_TESTO DI LETTURA_.
((

Il disegno di legge - che modifica due articoli della carta l'85 e l'88, che si riferiscono rispettivamente alla durata del mandato del presidente della Repubblica e all'impossibilità di sciogliere le Camere negli ultimi sei mesi di guida del Colle - secondo alcune interpretazioni voleva convincere Mattarella a considerare l'opzione del bis, per continuare ad accompagnare il paese nella difficile lotta alla pandemia, lasciando così a palazzo Chigi Mario Draghi, impegnato nell'attuazione del Pnrr. Un compito a tempo - come fece prima di lui Giorgio Napolitano - con il sospetto che lo stesso Mattarella avesse avallato un disegno di questo genere. Ricostruzione smentita dal Colle, senza possibilità di replica, anzi la circostanza che in Parlamento ci si proponga di inserire nella Costituzione questo divieto - si fa notare - è infatti motivo di ulteriore conferma della ben nota opinione del presidente. Una porta sbattuta, questa la portata della velina che filtra dal palazzo dei Papi e che manda in confusione il Parlamento. I piani di alcuni partiti - come il Pd, parte del Movimento 5 Stelle e di diversi esponenti centristi - saltano con i corridoi della politica che si riempiono di facce sgomente mentre si pronuncia la frase, «ora che si fa?». Certamente, ragionano gli addetti ai lavori, «non si poteva pretendere che Mattarella rispondesse "ci sto" quando i leader neanche hanno cominciato a parlarne». E anche da palazzo Chigi quello «stupore» consegnato alle agenzie di stampa viene letto come un «chiamarsi fuori» dalla partita.

))

_CONSEGNA_. Riprendi il testo sul possibile secondo mandato di Mattarella e proseguilo a partire dall'ultima frase.

_ELENCO DEI DATI_.

((

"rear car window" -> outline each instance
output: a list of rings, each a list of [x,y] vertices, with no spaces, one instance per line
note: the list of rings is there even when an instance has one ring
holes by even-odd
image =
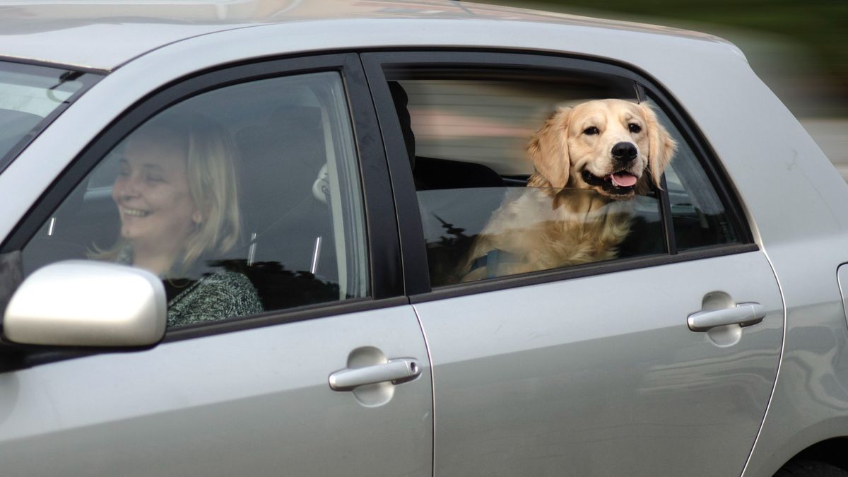
[[[702,158],[631,79],[396,65],[385,73],[433,287],[739,242]],[[629,164],[638,152],[644,174],[611,157],[621,144],[639,145]]]

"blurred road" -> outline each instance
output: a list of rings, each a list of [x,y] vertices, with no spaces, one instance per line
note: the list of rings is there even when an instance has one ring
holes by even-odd
[[[848,119],[808,118],[801,122],[848,182]]]

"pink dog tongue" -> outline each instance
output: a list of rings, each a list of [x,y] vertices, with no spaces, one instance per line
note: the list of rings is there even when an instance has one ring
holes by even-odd
[[[616,187],[628,188],[636,183],[636,176],[628,172],[616,172],[611,177],[612,183]]]

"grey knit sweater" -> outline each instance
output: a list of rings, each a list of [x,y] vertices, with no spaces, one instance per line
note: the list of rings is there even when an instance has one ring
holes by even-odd
[[[118,253],[118,263],[132,264],[132,245]],[[216,322],[263,311],[253,283],[237,272],[218,270],[206,274],[168,302],[168,328]]]
[[[250,280],[237,272],[206,275],[168,303],[168,328],[259,313],[262,303]]]

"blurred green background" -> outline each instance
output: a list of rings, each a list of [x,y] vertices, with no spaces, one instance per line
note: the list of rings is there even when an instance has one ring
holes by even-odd
[[[475,1],[711,33],[742,48],[795,115],[848,115],[848,0]]]
[[[848,0],[473,0],[733,42],[848,182]]]

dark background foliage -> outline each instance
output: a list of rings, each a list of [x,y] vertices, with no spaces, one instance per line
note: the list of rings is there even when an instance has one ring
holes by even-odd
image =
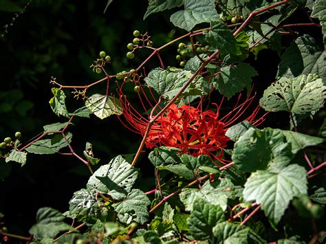
[[[89,68],[100,50],[112,58],[110,74],[135,67],[146,56],[144,52],[132,61],[125,57],[133,30],[148,32],[157,47],[182,33],[173,29],[169,12],[143,21],[146,0],[113,1],[105,14],[106,1],[34,0],[10,26],[14,13],[27,2],[21,0],[10,8],[0,8],[0,25],[9,25],[8,33],[0,37],[0,138],[14,137],[14,132],[19,131],[23,143],[41,133],[43,125],[64,122],[51,111],[48,104],[52,76],[67,85],[90,84],[102,77]],[[162,53],[170,65],[177,65],[175,54],[176,48]],[[251,55],[247,62],[259,74],[254,78],[259,92],[274,80],[279,56],[270,49],[262,51],[257,58]],[[89,94],[102,93],[105,86],[96,86],[88,91]],[[114,85],[111,89],[114,90]],[[69,111],[82,106],[80,99],[74,100],[72,94],[65,93]],[[74,124],[72,132],[76,151],[82,154],[88,141],[102,164],[118,154],[135,153],[141,139],[121,126],[116,116],[104,120],[95,116],[76,119]],[[144,155],[143,160],[145,158]],[[148,165],[142,171],[142,184],[138,183],[144,190],[153,188],[154,184],[153,178],[149,178],[153,175],[153,168],[149,169]],[[6,226],[11,232],[28,234],[39,208],[66,211],[73,192],[85,188],[88,177],[87,167],[74,157],[31,154],[23,168],[1,160],[0,212],[5,215]]]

))

_RISPOSTA ALLA CONSEGNA_.
Tuttavia qualcosa si muove e chi non sembra invece «stupito» della risposta di Mattarella è Italia viva, che pur senza un metodo, tenta di rafforzare la squadra in vista della convocazione del Parlamento in seduta comune. Le indiscrezioni pubblicate dal Corriere della Sera vengono confermate dal partito guidato da Matteo Renzi, che parlando di una «ipotesi di lavoro» con Coraggio Italia del tandem Toti-Brugnaro che porterebbe in Parlamento la fusione dei 27 deputati alla Camera e 15 al Senato più Riccardo Nencini (Psi) con i gruppi di CI che contano 22 elementi a Montecitorio e 7 a Palazzo Madama. Ipotesi che però non convince proprio il movimento fondato dal governatore della Liguria. Secondo quanto apprende LaPresse da fonti interne al movimento guidato da Giovanni Toti e Luigi Brugnaro, sarebbero solo 10 i parlamentari pronti a seguire una eventuale «ipotesi di lavoro» e collaborazione in Parlamento in vista dell'elezione del presidente della Repubblica di gennaio. Si tratta, filtra da fonti qualificate, dei sette senatori (tra cui Gaetano Quagliariello, Paolo Romani e Maria Rosaria Rossi, ndr) e di tre deputati, quindi una operazione che andrebbe a rafforzare il partito di Renzi, soprattutto al Senato dove è sicuramente più debole, «per tornare a dare le carte». I malumori in Coraggio Italia sono infatti «in crescendo», anche per il mancato coinvolgimento di tutti. Una trattativa nata e sviluppatasi nelle segrete stanze del Senato, che rischia di «fagocitare» parte del movimento che oggi ancora si dice «convintamente» nel centrodestra. Così facendo, lamenta un parlamentare vicino a Toti, «si va a rafforzare la squadra» di Renzi, con Coraggio Italia in minoranza. È evidente, filtra, che il leader di Iv, «vuole tornare a contare nella partita del Quirinale, come ha fatto con Conte» avendo un gruppo di 55/60. E in vista di un voto anticipato? «La gente se sa che nella lista c'è Renzi non ti vota...», è il commento.